:: DOCUMENT ::
--- begin ---
However we can have fun with some ideas, starting simple and getting crazier gradually.
1 - define an infix operator that looks similar
`%<-add_str%` <- function(e1, e2) {
e2_ <- e2
e1_ <- as.character(substitute(e1))
eval.parent(substitute(e1 <- paste0(e1_,e2_)))
}
a %<-add_str% "b"
a
# "ab"
2 - Redefine := so that it makes available the name of the lhs to the rhs through a ..lhs() function
I think it's my favourite option :
`:=` <- function(lhs,rhs){
lhs_name <- as.character(substitute(lhs))
assign(lhs_name,eval(substitute(rhs)), envir = parent.frame())
lhs
}
..lhs <- function(){
eval.parent(quote(lhs_name),2)
}
add_str <- function(x){
res <- paste0(..lhs(),x)
res
}
a := add_str("b")
a
# [1] "ab"
There might be a way to redefine <- based on this, but I couldn't figure it out due to recursion issues.
3 - Use memory address dark magic to hunt lhs (if it exists)
This comes straight from: Get name of x when defining `(<-` operator
We'll need to change a bit the syntax and define the function fetch_name for this purpose, which is able to get the name of the rhs from a *<- function, where as.character(substitute(lhs)) would return "*tmp*".
--- end ---
:: DATASET EXTRACT ::
--- begin ---
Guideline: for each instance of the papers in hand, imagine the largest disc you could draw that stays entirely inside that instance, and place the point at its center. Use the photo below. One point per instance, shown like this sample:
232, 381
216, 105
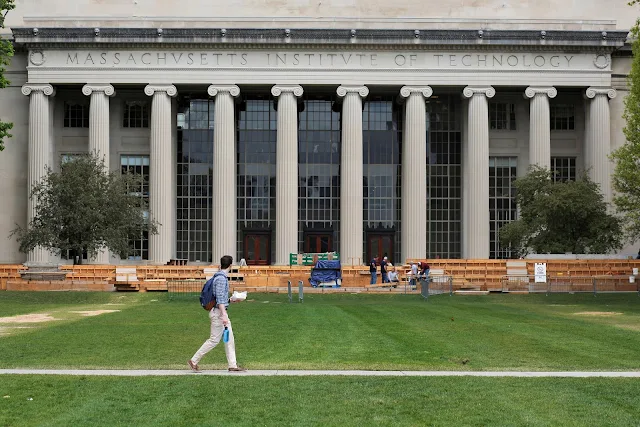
--- end ---
:: COMPLETE THE FOLLOWING ::
a) List every function that the R assignment text defines with a `function(...)` expression.
b) Reproduce without change the part of the R assignment text that opens with the words containing "2 - Redefine" and closes with "envir = parent.frame())".

:: ANSWERS TO THE EXERCISES ::
a)
- `%<-add_str%`
- `:=`
- `..lhs`
- `add_str`

b)
2 - Redefine := so that it makes available the name of the lhs to the rhs through a ..lhs() function
I think it's my favourite option :
`:=` <- function(lhs,rhs){
lhs_name <- as.character(substitute(lhs))
assign(lhs_name,eval(substitute(rhs)), envir = parent.frame())